▶ _EXCERPT_:
** BEGIN **

While you were spending your Memorial day remembering our Veterans and Fallen Heroes, I was out causing trouble as a member of THE SEGWAY GANG! That is the name that I gave to the members of the Segway Tour that I participated in around Washington, DC. We cruised around the city on our Segways, looking like nonthreatening mall cops, living life on the edge with our super-safe (and horribly nerdy) bicycle helmets.
According to the most credible site on earth (Wikipedia), a Segway is a “self balancing electric vehicle used for personal transport,” but according to the most credible opinion in the galaxy (mine), a Segway is a cool yet incredibly nerdy machine that balances and propels itself using the power of thought [or magic].
It took me about 5 minutes to figure out how to properly use the machine because I believed that I was smarter than it was. The instructions were simple: lean forward to go forward, lean backwards to slow down, lean right/left to go right/left and stand still to stay still. Mostly everyone else in my group caught on quickly, but I had a bit of trouble because I was a bit too power-hungry. I kept getting into weird bouts of “man vs machine” fights with the Segway when its smart computer chip brain kept overriding my decisions and making decisions on its own. After some fights and discipline we began to play well together and we cruised around at a riveting max speed of 12.5 mph.

** END **

▶ _DATA SHOWN_:
** BEGIN **

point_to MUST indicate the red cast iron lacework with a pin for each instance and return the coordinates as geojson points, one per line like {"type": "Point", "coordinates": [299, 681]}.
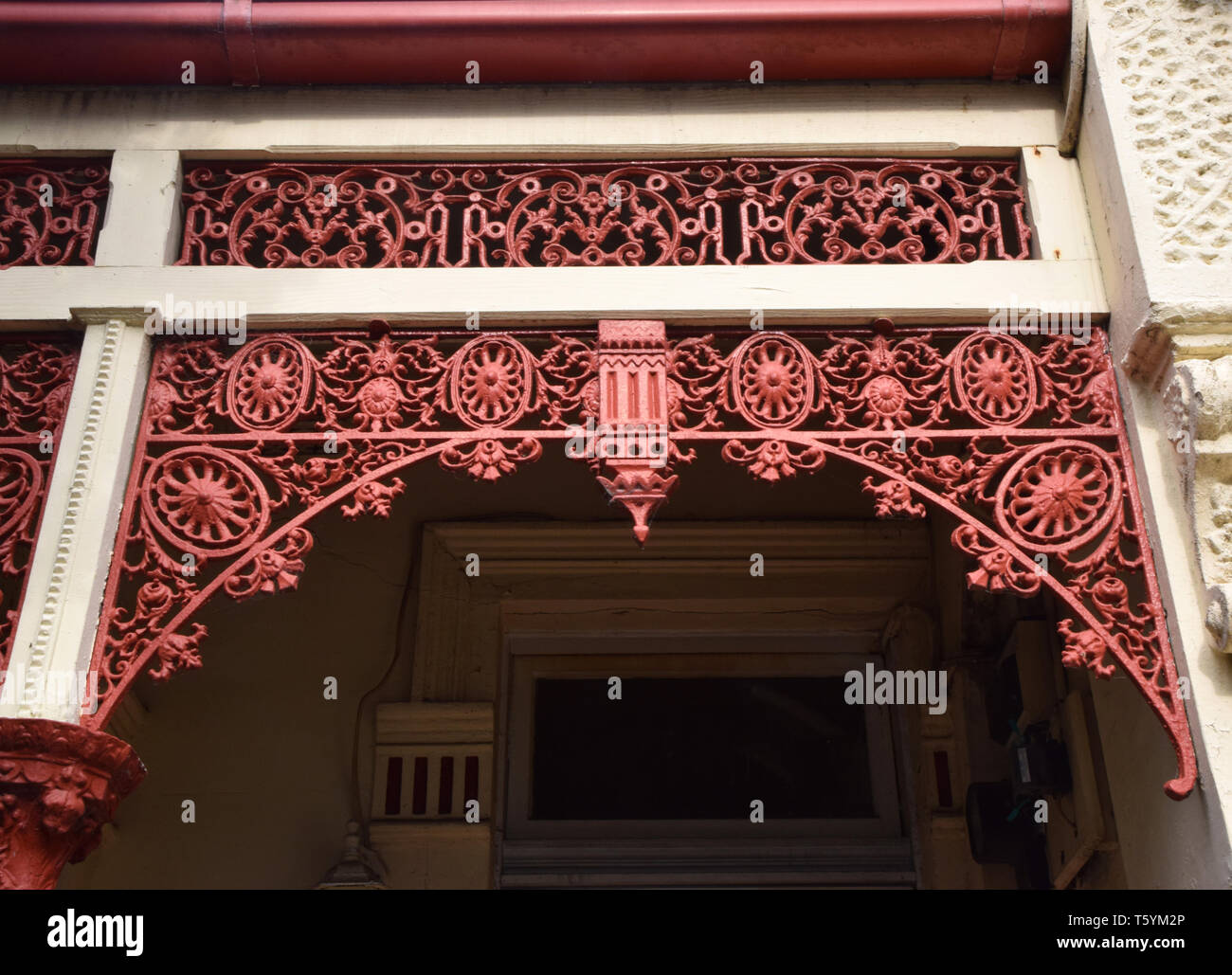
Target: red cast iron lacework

** END **

▶ _EXERCISES TO COMPLETE_:
**A.** Do the following statements agree with the Segway tour account? Answer yes or no for each, and quote the words of the account that decide it.
(i) The tour took place on Memorial Day.
(ii) It took the writer about 15 minutes to learn how to use the Segway.
(iii) Leaning backwards was the instruction for slowing down.
**B.** Transcribe the Segway tour account from "It took me about" to "of 12.5 mph.".
**C.** Pick up the Segway tour account after its last sentence and keep writing it.

▶ _RESPONSES FOR EACH TASK_:
**A.**
(i) Yes: "While you were spending your Memorial day remembering our Veterans and Fallen Heroes, I was out causing trouble as a member of THE SEGWAY GANG!"
(ii) No: "It took me about 5 minutes to figure out how to properly use the machine"
(iii) Yes: "lean backwards to slow down"

**B.**
It took me about 5 minutes to figure out how to properly use the machine because I believed that I was smarter than it was. The instructions were simple: lean forward to go forward, lean backwards to slow down, lean right/left to go right/left and stand still to stay still. Mostly everyone else in my group caught on quickly, but I had a bit of trouble because I was a bit too power-hungry. I kept getting into weird bouts of “man vs machine” fights with the Segway when its smart computer chip brain kept overriding my decisions and making decisions on its own. After some fights and discipline we began to play well together and we cruised around at a riveting max speed of 12.5 mph.

**C.**
Our journey went mostly well as we cruised through the town. Our first stop was at my cousin Barack Obama’s house, but he wasn’t home and forgot to inform me. Then we continued through DC visiting other important places, like the Air and Space Museum and the US Capitol building. At one point, a member of the gang collided with a traffic cone, which freaked the Segway out and caused it spin in circles, eject her and thrust itself into oncoming traffic, but no one was hurt—not including the Segway, who likely suffered a little “brain” damage.
I would recommend that you sign up for a tour if you want to experience a Segway in the future, but go far away from your hometown because if anyone you know recognizes you on a Segway, your “street cred” will be dissolved forever.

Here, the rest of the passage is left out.